Material to process:
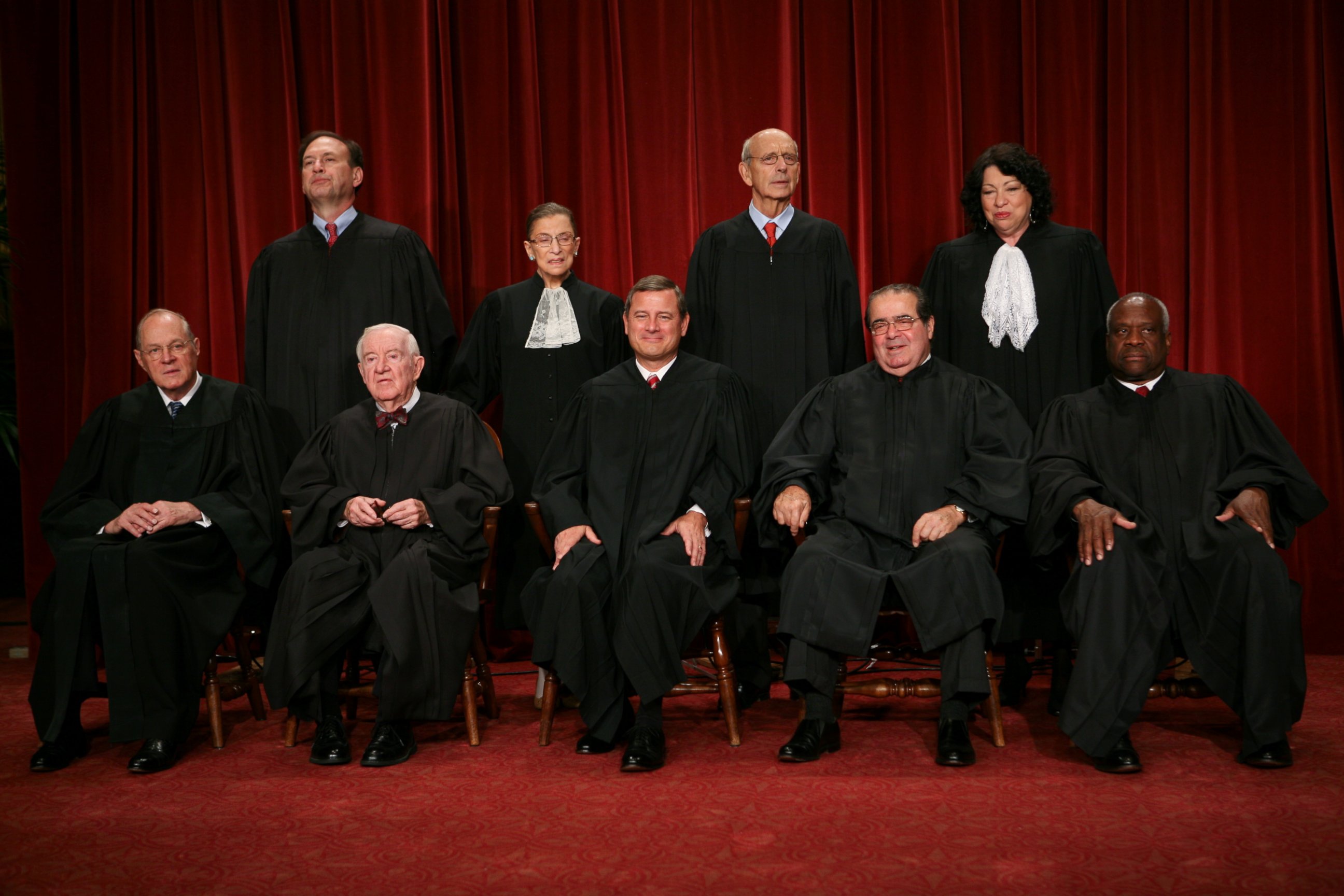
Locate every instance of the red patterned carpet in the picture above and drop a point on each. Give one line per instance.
(510, 817)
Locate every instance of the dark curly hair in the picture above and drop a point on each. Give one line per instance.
(1014, 160)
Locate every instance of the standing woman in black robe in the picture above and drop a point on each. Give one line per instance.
(534, 344)
(1022, 301)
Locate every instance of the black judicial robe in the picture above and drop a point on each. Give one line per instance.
(535, 385)
(782, 320)
(164, 601)
(1074, 289)
(628, 460)
(1171, 463)
(420, 583)
(877, 452)
(307, 306)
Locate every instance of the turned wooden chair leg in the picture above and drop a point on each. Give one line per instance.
(213, 708)
(483, 676)
(550, 694)
(996, 713)
(473, 726)
(291, 730)
(727, 681)
(242, 648)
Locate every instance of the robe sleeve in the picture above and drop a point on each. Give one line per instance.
(245, 497)
(998, 445)
(1061, 477)
(436, 332)
(802, 454)
(562, 473)
(846, 326)
(701, 276)
(78, 506)
(478, 481)
(730, 463)
(475, 375)
(258, 300)
(316, 503)
(1258, 454)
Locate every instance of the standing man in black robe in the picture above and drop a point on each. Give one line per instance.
(909, 468)
(167, 488)
(1172, 485)
(320, 287)
(534, 344)
(775, 297)
(387, 501)
(637, 487)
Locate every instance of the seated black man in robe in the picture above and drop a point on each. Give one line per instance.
(321, 285)
(637, 488)
(909, 468)
(167, 488)
(387, 501)
(1177, 487)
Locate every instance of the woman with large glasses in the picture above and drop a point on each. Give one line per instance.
(534, 344)
(1022, 301)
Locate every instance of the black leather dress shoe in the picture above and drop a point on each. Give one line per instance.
(1123, 758)
(955, 743)
(811, 739)
(1276, 755)
(57, 754)
(393, 745)
(153, 755)
(648, 750)
(331, 747)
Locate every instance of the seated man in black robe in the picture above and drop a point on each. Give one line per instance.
(909, 467)
(1172, 484)
(637, 487)
(387, 501)
(167, 488)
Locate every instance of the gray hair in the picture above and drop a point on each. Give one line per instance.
(409, 336)
(746, 144)
(1161, 306)
(922, 306)
(656, 284)
(163, 311)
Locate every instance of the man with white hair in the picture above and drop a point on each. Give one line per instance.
(167, 488)
(387, 500)
(775, 297)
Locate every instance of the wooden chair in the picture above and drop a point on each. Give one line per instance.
(716, 651)
(909, 653)
(234, 683)
(478, 681)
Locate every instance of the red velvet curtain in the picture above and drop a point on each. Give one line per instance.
(152, 155)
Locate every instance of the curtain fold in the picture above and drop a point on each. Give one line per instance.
(151, 155)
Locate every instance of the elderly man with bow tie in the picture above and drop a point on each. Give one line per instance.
(387, 501)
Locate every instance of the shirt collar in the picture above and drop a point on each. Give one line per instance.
(1133, 387)
(662, 372)
(405, 408)
(185, 398)
(342, 222)
(781, 219)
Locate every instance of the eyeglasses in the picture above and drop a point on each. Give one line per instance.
(173, 348)
(545, 240)
(900, 324)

Exercise aim: Could you recast the entire listing above as a JSON list of strings, one per line, with blank lines omitted and the pictures left out?

Written reply:
[
  "Locate every instance of the red patterned carpet in the picture above and drop a point on each. Give one line per instance.",
  "(510, 817)",
  "Locate every instance of the dark curly hair in the picture above and drop a point on each. Give one line per instance.",
  "(1014, 160)",
  "Locate every instance of the standing woman in black robe in the picture above and drop a point on each. Give one line per instance.",
  "(534, 344)",
  "(1022, 301)",
  "Locate every instance of the black judicial robe in the picture above and drop a point on each. Give one line per instance.",
  "(535, 385)",
  "(782, 320)",
  "(164, 601)",
  "(1074, 289)",
  "(628, 460)",
  "(1171, 463)",
  "(420, 583)",
  "(877, 452)",
  "(307, 306)",
  "Locate every instance of the turned wooden chair leg in the picture above and drop a point on each. Give one line per instance.",
  "(213, 708)",
  "(483, 676)",
  "(550, 694)",
  "(996, 713)",
  "(473, 726)",
  "(291, 730)",
  "(727, 681)",
  "(242, 648)",
  "Locate every instance of the robe sleeve in the picture above and drop a point on each. Give one line per instance.",
  "(245, 497)",
  "(998, 445)",
  "(1061, 477)",
  "(436, 332)",
  "(802, 454)",
  "(562, 473)",
  "(846, 326)",
  "(701, 276)",
  "(78, 506)",
  "(478, 481)",
  "(730, 463)",
  "(475, 375)",
  "(258, 300)",
  "(316, 503)",
  "(1258, 454)",
  "Locate every instance of the standing man in black robe in the picture above and drop a point on each. Give one line per instance.",
  "(909, 468)",
  "(167, 488)",
  "(1172, 485)",
  "(320, 287)",
  "(534, 344)",
  "(775, 297)",
  "(387, 501)",
  "(637, 487)",
  "Locate every instance of the seated black man in robe in the picture above and drop a point on each. Give one line per instance.",
  "(321, 285)",
  "(637, 488)",
  "(909, 468)",
  "(167, 488)",
  "(387, 501)",
  "(1177, 487)",
  "Locate every instance of the woman with large glasses in the picture above and drop a point on each. Give one line per instance.",
  "(534, 344)",
  "(1022, 301)",
  "Locate every instance of the black leather dress shoe in the picture above and drop a point on each. Give one line per instance.",
  "(1123, 758)",
  "(955, 743)",
  "(811, 739)",
  "(1276, 755)",
  "(57, 754)",
  "(393, 745)",
  "(153, 755)",
  "(648, 750)",
  "(331, 747)",
  "Locate every instance of the seated man in black robe in the picture above and drop a point on each. Give one line per instance.",
  "(909, 467)",
  "(1172, 484)",
  "(637, 487)",
  "(387, 501)",
  "(167, 488)",
  "Locate every instance of the gray hair in the picture above and drop a point on each. Give one line per instance.",
  "(409, 336)",
  "(746, 144)",
  "(1161, 306)",
  "(922, 306)",
  "(656, 284)",
  "(163, 311)",
  "Locate every instance of the man with white hair in the picture above and drop a point on each. Give one line per instance.",
  "(167, 488)",
  "(387, 500)",
  "(775, 297)",
  "Locate every instance of the wooden chair in the picture above and drop a point on each. Give one line per instance.",
  "(716, 651)",
  "(909, 653)",
  "(234, 683)",
  "(478, 681)",
  "Locate every instance of the red velvet curtain in the picture above and drop a point on each. Give one line per instance.",
  "(152, 155)",
  "Locate every instance of the curtain fold in the picture above and drop a point on each. Give one line per instance.",
  "(151, 155)",
  "Locate every instance of the elderly man with bow tie in the picture above and drop a point on each. Give one line per instance.",
  "(387, 501)",
  "Locate every instance of the shirt collar in the picture above and drop a point on each. Give one line per instance.",
  "(1133, 387)",
  "(662, 372)",
  "(405, 408)",
  "(185, 398)",
  "(342, 222)",
  "(781, 219)",
  "Locate every instance of the eyeglasses in the picture above and drop a point on each. Give one line per instance.",
  "(173, 348)",
  "(545, 240)",
  "(900, 324)"
]